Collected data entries
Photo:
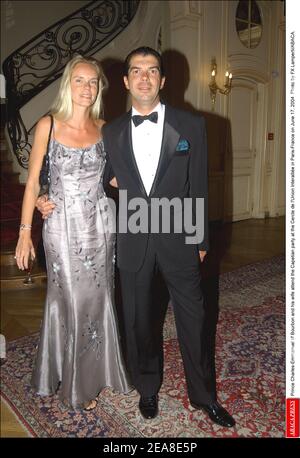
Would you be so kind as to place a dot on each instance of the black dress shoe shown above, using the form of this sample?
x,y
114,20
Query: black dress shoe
x,y
216,413
149,406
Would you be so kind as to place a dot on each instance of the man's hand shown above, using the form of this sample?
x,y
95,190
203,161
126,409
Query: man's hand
x,y
45,206
202,255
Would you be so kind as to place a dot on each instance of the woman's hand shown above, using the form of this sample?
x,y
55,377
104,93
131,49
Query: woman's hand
x,y
113,182
24,249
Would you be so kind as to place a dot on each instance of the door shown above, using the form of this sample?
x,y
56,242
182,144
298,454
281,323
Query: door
x,y
240,151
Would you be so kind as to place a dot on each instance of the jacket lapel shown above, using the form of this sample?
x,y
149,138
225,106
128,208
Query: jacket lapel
x,y
169,142
125,146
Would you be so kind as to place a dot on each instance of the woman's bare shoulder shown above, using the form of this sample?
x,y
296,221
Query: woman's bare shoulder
x,y
43,125
100,123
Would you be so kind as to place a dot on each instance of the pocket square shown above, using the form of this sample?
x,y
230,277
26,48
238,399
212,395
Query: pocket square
x,y
183,145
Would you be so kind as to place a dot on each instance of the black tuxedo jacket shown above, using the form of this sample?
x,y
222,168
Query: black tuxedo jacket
x,y
181,173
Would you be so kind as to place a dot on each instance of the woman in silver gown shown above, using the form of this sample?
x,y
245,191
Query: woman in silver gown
x,y
79,349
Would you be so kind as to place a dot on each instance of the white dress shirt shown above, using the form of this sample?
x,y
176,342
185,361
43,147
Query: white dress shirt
x,y
146,143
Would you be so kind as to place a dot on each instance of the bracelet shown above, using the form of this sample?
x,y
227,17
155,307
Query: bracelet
x,y
25,226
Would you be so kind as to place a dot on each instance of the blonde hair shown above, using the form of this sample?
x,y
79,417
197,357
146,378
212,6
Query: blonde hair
x,y
62,106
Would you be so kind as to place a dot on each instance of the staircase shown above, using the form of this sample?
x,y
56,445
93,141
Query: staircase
x,y
11,194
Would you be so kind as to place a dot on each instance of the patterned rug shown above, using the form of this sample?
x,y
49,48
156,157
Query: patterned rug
x,y
250,362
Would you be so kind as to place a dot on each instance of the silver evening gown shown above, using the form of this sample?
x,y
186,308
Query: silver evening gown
x,y
79,348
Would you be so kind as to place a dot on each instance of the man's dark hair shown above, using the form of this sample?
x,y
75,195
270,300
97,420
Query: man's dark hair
x,y
144,51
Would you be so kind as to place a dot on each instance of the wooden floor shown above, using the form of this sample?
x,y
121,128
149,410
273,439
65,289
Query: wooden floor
x,y
232,246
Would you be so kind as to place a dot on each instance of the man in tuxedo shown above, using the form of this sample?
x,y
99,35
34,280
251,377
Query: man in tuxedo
x,y
157,154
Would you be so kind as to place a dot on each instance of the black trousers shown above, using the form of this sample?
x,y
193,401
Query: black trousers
x,y
143,320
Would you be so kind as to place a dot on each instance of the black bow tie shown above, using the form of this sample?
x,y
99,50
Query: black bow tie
x,y
138,119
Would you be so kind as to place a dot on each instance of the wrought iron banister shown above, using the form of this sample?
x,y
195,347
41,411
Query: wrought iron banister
x,y
40,61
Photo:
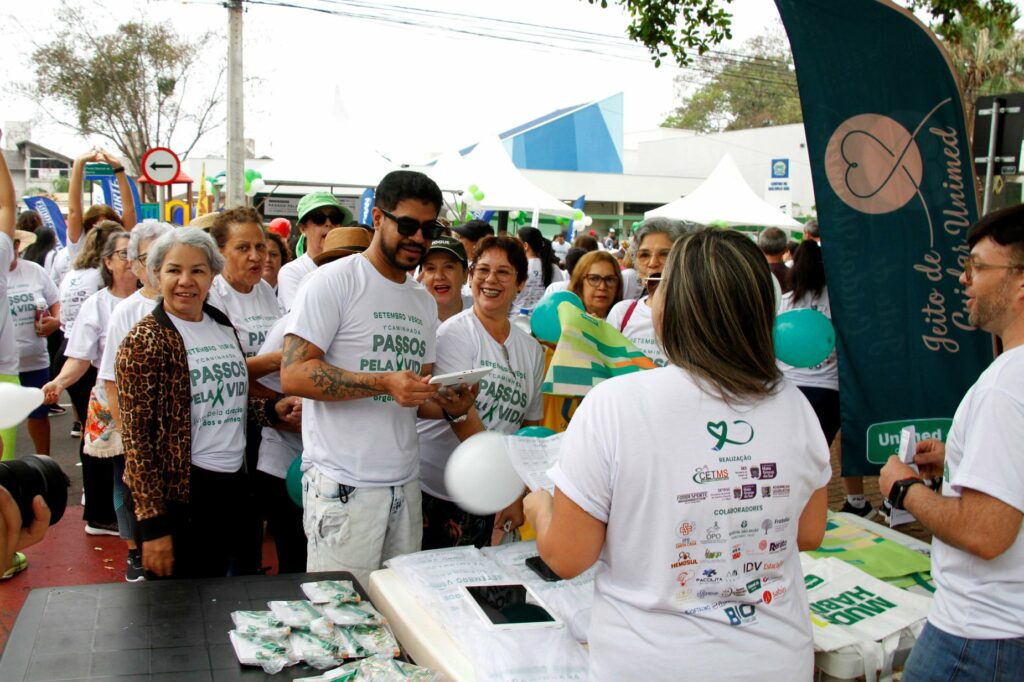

# WORK TASK:
Would you set down the records above once more, exactly, with the pictures removed?

# OUTPUT OF THE TASK:
Photo:
Would you be so kind as to place a dot on each instance of the black dress shoe shown above, using the form of this sample?
x,y
114,20
Query: black dress shoe
x,y
216,413
149,406
Would you be so kind as to place a dot on each instance of the man's hand shown above, using the form of this sample?
x,y
95,190
203,161
126,409
Query: man's hand
x,y
45,206
202,255
Would you be so kind as to place a dot on each instance of the woman's hand shown above, using the form of this sample?
x,y
55,377
104,93
131,49
Query: woman's hand
x,y
113,182
24,249
Would you be so kind as to place a dot on each instance of the door shown above, using the form of this sample?
x,y
56,242
182,144
298,454
281,323
Query: door
x,y
240,151
Would you be so kind as to place a dot on each instance of the jacket lapel shown above, using the form of this sample?
x,y
149,138
225,106
128,208
Query: jacket lapel
x,y
169,142
125,146
Would you be so kind as to place a dot on each instance of the woman's bare shoulder shown above, using the form of this sample?
x,y
296,221
Query: woman's bare shoulder
x,y
43,125
100,123
Would you be so kind as to place a dot on each instance of the pocket square shown above, using the form of this sample?
x,y
230,277
26,48
238,399
212,395
Query: pocket square
x,y
183,145
Would you be so kind as to place a dot on each instance of the black tuxedo jacket shown above, using the form of this sample?
x,y
222,168
Query: black tuxedo jacket
x,y
181,173
Would you be so kind as to place a dot on each instance of the woman in silver gown shown above, using the form of this sample?
x,y
245,191
Query: woman in silver gown
x,y
79,349
Would you be so kind as to place a dot on each instance of the white dress shirt shown above, using the form of this sample?
x,y
176,342
185,361
43,147
Query: white dress shirt
x,y
146,143
Would you be so kind as to place a dot on each instance of the bracelet shown above, using the form of this sample?
x,y
227,17
155,307
Query: bracelet
x,y
25,226
Would you be so kind as to place a dot on each instance of the blonde hair shown above, using the form of this sample?
x,y
79,417
197,357
146,378
212,6
Query: blonde hair
x,y
62,106
Would you be so kind as to place a dot on each instance of the staircase shown above, using the form of this sample?
x,y
56,445
93,141
Query: staircase
x,y
11,194
Would you be so kind as to place a dot on each instance of the patterned rug shown above, using the form of this sample?
x,y
49,48
156,157
Query: patterned rug
x,y
250,362
Would you be so kind as to place a dot on each instance of the silver evening gown shown above, using the form of this sample?
x,y
186,308
Query: silver evening gown
x,y
79,348
Would you be so kind as to place a dot on each instance of the man's dark hair shown above, using the form of this sample?
x,y
75,195
270,300
97,420
Query: man's dark hair
x,y
144,51
Would you be so kind as to place a dot on each instance of the wooden floor shown above, using the form of this sample?
x,y
121,128
149,410
273,439
65,289
Query: wooden floor
x,y
232,246
Would you be so kind as to place a dot on each instance of the man in tuxedo shown above, using the form of this sample?
x,y
99,35
34,280
251,377
Query: man in tuxedo
x,y
157,154
Would you be so kind as to place a dot on each instance of the black trousers shown above, using the form of this sample?
x,y
193,401
Query: black trousers
x,y
143,320
Would you be so kind as to place a dot on each instance of the black bow tie shown above, using the form of this sample?
x,y
99,50
Query: black bow tie
x,y
138,119
Would you be so kind as to place a dot on each instance of the wrought iron banister shown above, using the form of this sample?
x,y
195,347
41,411
Query: wrought iron banister
x,y
40,61
Photo:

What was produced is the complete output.